Brief -
Quote the entries in full, character for character, without their images.

Input -
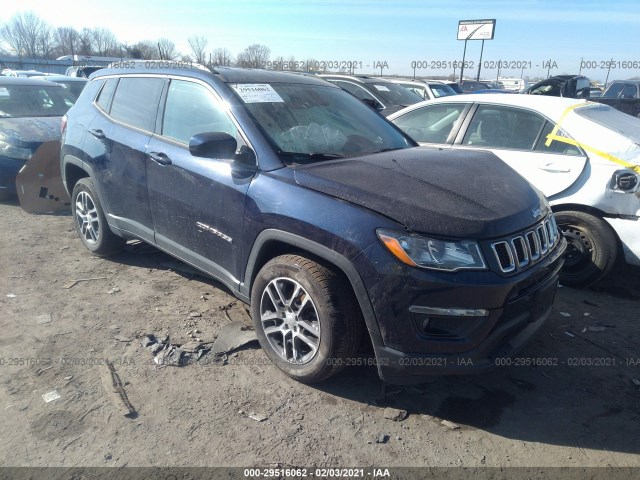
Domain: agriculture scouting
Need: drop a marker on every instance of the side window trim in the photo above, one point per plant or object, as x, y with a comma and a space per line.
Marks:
128, 125
162, 106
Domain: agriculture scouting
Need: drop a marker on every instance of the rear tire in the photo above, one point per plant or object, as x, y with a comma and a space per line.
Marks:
90, 221
591, 251
306, 318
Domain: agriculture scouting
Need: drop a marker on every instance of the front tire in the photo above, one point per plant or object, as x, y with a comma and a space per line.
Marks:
591, 251
90, 221
306, 318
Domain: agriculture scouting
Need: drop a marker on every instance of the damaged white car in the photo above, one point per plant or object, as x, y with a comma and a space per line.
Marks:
584, 156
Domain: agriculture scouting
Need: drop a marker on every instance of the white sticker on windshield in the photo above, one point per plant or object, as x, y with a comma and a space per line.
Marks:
257, 93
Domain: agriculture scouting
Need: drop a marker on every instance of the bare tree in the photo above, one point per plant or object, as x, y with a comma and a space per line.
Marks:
221, 57
144, 50
198, 45
45, 42
292, 64
66, 40
85, 42
167, 49
254, 56
104, 42
278, 63
27, 35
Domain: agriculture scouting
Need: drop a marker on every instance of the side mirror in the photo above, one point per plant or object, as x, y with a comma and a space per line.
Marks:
213, 145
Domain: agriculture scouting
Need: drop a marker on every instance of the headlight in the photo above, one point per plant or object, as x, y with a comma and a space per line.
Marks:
425, 252
11, 151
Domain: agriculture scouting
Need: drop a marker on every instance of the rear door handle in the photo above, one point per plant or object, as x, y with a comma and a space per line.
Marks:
97, 133
160, 158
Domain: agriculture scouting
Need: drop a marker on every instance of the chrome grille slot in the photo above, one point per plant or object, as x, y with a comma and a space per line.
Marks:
533, 243
504, 256
528, 247
520, 251
544, 239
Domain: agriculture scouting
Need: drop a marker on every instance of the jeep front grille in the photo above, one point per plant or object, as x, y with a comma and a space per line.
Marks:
530, 246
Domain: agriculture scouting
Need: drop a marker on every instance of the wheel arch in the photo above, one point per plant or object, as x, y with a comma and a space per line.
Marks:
271, 243
73, 171
595, 212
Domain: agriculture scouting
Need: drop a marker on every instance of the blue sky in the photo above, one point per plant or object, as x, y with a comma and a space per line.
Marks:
368, 31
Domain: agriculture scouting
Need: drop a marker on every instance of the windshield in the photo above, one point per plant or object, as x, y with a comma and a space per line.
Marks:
75, 88
393, 94
34, 101
612, 119
307, 123
550, 87
441, 90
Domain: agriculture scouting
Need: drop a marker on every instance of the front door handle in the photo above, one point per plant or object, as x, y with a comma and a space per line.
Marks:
160, 158
555, 168
97, 133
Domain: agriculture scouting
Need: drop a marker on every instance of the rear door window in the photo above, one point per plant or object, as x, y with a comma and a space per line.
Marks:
106, 94
432, 123
503, 127
136, 101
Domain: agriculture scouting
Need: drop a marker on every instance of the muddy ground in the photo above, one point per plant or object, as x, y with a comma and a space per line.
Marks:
579, 406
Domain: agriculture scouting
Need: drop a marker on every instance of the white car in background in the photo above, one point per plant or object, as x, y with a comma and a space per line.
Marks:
427, 89
584, 156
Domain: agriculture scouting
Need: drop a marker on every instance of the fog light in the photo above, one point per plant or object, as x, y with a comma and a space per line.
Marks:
624, 180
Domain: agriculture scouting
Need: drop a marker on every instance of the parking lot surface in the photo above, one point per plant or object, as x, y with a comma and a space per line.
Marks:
569, 399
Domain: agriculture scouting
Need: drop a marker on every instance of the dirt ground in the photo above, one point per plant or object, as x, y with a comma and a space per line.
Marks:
578, 405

Response to the exercise -
Domain: agriculture scouting
Need: drop a marker on every instance of the side window trim in the photo above, one point per plant or object, as x, y with a comma and a space per line.
Marks:
128, 125
162, 106
Domain: agriculture scouting
Need: drop a marker on every instance of the rear tire in the photo above, one point per plant or object, as x, y with a comma and a space per line.
Marks:
90, 221
591, 251
306, 318
Domain: agriculture scouting
Need: drop a marker on every instance of the front tire in the photo above, one point per plant or object, as x, y with a comma and a space per line.
Marks:
591, 251
90, 221
306, 318
Domain: agriculture scouting
Need: drop a marker on every instance of the damaged white car in the photo above, one point per plant or object, as x, y with a comma and a space per line.
Marks:
584, 156
Domain: agriculture scouting
Need: drop a marker on every instance of the white sticker on windshield in the photo above, one point per plant or object, as x, y with a comma and a space per line.
Marks:
257, 93
Domain: agriculture scouting
Need: drop a marker on every instance of the bare tree in the photo above, one point per plant or object, as x, y with a comma and a space per line.
Marks:
221, 57
144, 50
198, 45
45, 42
292, 64
66, 40
85, 42
167, 49
254, 56
104, 42
278, 63
27, 35
Domain: agriculture scouting
Need: drop a marker on every instance of the side mirror in the photo above, one point per plant or object, as x, y with a comma and a space per line.
Marks:
213, 145
Domain: agriculture scouting
Need: drop a marker on every instance of the headlight in the photo above, one point per plant or object, as x, y with a comma and a space per line.
Marks:
425, 252
11, 151
Domain: agriculture scouting
Need: drop a marker on every instance of the rear door handle in the photo above, one point per plant or object, as x, y with a comma and a space per line.
Marks:
97, 133
160, 158
Domain: agriculture scouting
Need: drop a marker on every instance of the chrome grille slot in the photo above, one point per plant or object, as x, y with a comma and a space per line.
Marks:
533, 243
504, 256
528, 247
520, 251
544, 239
Domain: agriculture scouting
Need: drop a marker on every instance of the jeep front grille in the photo above, one point per plant or object, as x, y with a comma and a space per line.
Marks:
530, 246
Domain: agriculture scouting
Need: drop a marker on every instance of the wheel arch in the photo above, one point per plant or object, as x, y with a comma and a space per line.
Marks:
271, 243
73, 171
595, 212
Domain: agriculture scouting
Need: drop a marker on every instance of the blue sky in the photo above, one point per plant or object, as x, y with a comma and a space per line.
Marks:
368, 31
Domain: agriculture scouting
Need: drop a marker on every instance of the windshield in the photo above, one point per plant or object, as x, y with a comma and a space per line.
Marks:
75, 88
393, 94
34, 101
612, 119
307, 123
550, 87
441, 90
Domain: agriculture scouting
Need: drop a marker on every instance of the front door handle in the photo above, one point per plant or object, as x, y with a comma and a space per line.
Marks:
160, 158
555, 168
97, 133
Domain: agriculture scouting
Need: drop a marker on every instance of the rear door window in the photo above, one point per plant or object, as x, y with a comma and a space per line.
Marks:
106, 94
432, 123
503, 127
136, 101
Domain: agriculture scouting
Need: drop a marker on every instance of the muddy ground in the photo above, one point per plant or object, as x, y with a comma and a space per line.
Marks:
579, 406
Domain: agriculture scouting
Need: drop a marker on every instance of the white car in background in the photo above, one point per plant or object, as x, y with a comma and a space per line.
Marks:
427, 89
584, 156
Domain: agriculture scouting
Need: drop a marker on every instance of the fog light in the photo above, one point per plant or object, as x, y with a comma and a space per line.
Marks:
624, 180
Domain: agriculture scouting
Need: drop a marker on every instance of the parking lot surface in the photo above, one point per plant or object, as x, y with a comma and a space per line.
Marks:
569, 399
Domain: agriculture scouting
Need: drop a marker on every instance of the dirt ground in the photo above, one point per plant or object, as x, y with a comma and a space per line.
Marks:
578, 405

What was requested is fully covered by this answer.